* START *

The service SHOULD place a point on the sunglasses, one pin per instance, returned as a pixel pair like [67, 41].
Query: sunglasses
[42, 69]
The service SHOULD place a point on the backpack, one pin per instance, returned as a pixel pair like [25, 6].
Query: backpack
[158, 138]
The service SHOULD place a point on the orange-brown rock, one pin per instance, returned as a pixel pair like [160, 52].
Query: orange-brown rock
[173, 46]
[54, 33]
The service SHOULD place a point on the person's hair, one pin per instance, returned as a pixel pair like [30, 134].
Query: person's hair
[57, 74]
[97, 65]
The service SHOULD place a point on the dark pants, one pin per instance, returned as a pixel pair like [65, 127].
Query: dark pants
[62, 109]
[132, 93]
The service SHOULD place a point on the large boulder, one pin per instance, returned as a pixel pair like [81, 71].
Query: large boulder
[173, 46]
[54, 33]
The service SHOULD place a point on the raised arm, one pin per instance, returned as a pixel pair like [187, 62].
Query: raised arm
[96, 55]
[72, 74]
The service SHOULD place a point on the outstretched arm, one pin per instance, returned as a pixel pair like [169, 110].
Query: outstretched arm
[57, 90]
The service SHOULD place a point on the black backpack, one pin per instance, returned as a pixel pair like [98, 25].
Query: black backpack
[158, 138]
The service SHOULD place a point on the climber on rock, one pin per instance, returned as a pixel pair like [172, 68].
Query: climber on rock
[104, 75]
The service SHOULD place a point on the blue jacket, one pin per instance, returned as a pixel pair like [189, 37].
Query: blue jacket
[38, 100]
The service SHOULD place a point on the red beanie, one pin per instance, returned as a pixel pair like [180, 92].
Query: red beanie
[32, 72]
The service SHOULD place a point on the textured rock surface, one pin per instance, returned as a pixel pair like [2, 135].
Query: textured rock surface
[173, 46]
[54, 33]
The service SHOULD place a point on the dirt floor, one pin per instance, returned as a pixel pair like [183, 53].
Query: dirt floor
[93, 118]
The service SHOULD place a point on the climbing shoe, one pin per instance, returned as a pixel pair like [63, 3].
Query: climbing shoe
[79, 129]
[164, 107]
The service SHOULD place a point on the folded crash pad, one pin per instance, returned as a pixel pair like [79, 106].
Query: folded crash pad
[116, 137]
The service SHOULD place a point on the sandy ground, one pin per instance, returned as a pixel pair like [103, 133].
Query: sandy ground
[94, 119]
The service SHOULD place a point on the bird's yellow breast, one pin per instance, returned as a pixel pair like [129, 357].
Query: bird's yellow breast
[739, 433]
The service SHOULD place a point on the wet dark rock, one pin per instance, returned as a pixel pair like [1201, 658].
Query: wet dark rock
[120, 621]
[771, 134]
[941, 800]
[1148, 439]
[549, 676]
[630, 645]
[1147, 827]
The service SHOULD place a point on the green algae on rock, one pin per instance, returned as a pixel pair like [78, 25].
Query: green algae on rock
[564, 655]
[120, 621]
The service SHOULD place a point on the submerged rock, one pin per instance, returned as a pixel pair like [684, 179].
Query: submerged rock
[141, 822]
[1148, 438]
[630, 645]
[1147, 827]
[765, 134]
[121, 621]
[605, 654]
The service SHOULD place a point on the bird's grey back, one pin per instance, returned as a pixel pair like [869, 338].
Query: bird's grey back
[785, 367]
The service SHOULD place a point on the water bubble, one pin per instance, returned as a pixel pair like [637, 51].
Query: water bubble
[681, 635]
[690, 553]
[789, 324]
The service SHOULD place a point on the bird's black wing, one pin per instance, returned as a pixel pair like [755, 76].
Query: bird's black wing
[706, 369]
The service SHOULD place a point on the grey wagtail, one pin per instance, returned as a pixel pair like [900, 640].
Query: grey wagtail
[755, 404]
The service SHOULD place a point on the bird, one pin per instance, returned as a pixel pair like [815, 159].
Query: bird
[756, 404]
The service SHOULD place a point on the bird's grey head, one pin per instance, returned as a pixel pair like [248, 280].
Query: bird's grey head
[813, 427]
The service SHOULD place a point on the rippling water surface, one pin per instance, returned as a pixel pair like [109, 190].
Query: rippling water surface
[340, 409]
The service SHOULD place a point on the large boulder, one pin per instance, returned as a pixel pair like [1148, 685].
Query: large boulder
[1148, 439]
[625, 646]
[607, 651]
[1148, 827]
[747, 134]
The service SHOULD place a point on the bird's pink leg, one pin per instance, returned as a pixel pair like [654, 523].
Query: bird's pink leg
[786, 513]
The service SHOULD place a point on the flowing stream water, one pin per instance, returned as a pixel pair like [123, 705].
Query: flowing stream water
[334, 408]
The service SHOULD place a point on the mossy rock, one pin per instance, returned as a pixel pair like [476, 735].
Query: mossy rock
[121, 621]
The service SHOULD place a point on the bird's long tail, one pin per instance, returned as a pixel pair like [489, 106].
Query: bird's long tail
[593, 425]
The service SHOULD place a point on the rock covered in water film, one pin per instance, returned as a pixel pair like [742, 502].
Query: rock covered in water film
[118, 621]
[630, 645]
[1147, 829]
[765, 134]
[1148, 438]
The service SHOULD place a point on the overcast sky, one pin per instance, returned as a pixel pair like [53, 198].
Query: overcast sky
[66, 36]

* END *
* START *

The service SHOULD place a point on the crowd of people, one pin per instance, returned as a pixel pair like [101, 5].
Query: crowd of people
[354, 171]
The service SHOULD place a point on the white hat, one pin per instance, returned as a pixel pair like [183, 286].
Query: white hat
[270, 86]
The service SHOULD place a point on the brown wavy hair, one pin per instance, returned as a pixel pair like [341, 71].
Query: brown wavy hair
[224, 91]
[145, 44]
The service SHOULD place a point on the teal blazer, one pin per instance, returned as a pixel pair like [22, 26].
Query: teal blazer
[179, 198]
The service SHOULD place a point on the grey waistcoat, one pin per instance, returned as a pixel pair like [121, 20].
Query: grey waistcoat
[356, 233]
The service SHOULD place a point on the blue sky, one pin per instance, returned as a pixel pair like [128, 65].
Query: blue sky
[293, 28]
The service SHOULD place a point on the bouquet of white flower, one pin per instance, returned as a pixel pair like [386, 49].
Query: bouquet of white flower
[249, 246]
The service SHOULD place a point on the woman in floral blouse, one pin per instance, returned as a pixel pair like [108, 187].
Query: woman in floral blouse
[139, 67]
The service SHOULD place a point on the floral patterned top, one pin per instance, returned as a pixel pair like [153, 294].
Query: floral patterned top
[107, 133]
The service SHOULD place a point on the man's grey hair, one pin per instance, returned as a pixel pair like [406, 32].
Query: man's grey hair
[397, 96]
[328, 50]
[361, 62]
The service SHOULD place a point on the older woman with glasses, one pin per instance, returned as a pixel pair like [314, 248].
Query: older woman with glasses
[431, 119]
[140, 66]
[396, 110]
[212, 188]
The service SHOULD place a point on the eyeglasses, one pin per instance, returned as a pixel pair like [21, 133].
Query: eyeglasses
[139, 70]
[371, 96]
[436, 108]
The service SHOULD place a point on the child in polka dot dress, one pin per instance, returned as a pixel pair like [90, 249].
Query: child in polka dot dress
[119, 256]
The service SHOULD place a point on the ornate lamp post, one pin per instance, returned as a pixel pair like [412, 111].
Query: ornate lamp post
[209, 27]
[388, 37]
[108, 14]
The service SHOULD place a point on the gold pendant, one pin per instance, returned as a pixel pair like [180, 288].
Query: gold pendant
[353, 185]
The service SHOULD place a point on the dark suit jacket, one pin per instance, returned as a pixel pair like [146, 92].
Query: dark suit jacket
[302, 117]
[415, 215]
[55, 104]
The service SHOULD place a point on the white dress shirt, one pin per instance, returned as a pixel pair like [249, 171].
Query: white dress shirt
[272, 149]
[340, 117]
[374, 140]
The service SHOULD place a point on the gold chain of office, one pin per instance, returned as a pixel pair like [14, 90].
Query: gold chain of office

* END *

DIRECTION – Put the stretch of entries that opens with the line containing "The service SHOULD place a point on the child" and closes with the line containing "Query: gold chain of office" into a Markdown table with the columns Row and Entry line, giving each line a row number and leaving out blank lines.

RESPONSE TO THIS TASK –
| Row | Entry line |
|---|---|
| 1 | The service SHOULD place a point on the child in polka dot dress, one pin per instance, returned as a pixel pair like [90, 249]. |
| 2 | Query: child in polka dot dress |
| 3 | [119, 256] |
| 4 | The service SHOULD place a point on the ornate lamp post, one pin per instance, returned as a pixel pair like [412, 111]. |
| 5 | Query: ornate lamp post |
| 6 | [209, 27] |
| 7 | [388, 37] |
| 8 | [108, 14] |
| 9 | The service SHOULD place a point on the gold pendant, one pin per instance, returned as a pixel pair like [180, 288]. |
| 10 | Query: gold pendant |
| 11 | [353, 185] |
| 12 | The service SHOULD place a point on the dark suit jacket, one pin per instance, returned as a pixel pair like [146, 92]. |
| 13 | Query: dark suit jacket |
| 14 | [302, 117] |
| 15 | [415, 215] |
| 16 | [55, 104] |
| 17 | The service SHOULD place a point on the white dress shirt, one pin per instance, returned as a pixel pair like [249, 171]. |
| 18 | Query: white dress shirt |
| 19 | [272, 149] |
| 20 | [340, 117] |
| 21 | [374, 140] |
| 22 | The service SHOULD place a point on the gold chain of office, one pin per instance, returned as a pixel pair like [14, 90]. |
| 23 | Query: gold chain of office |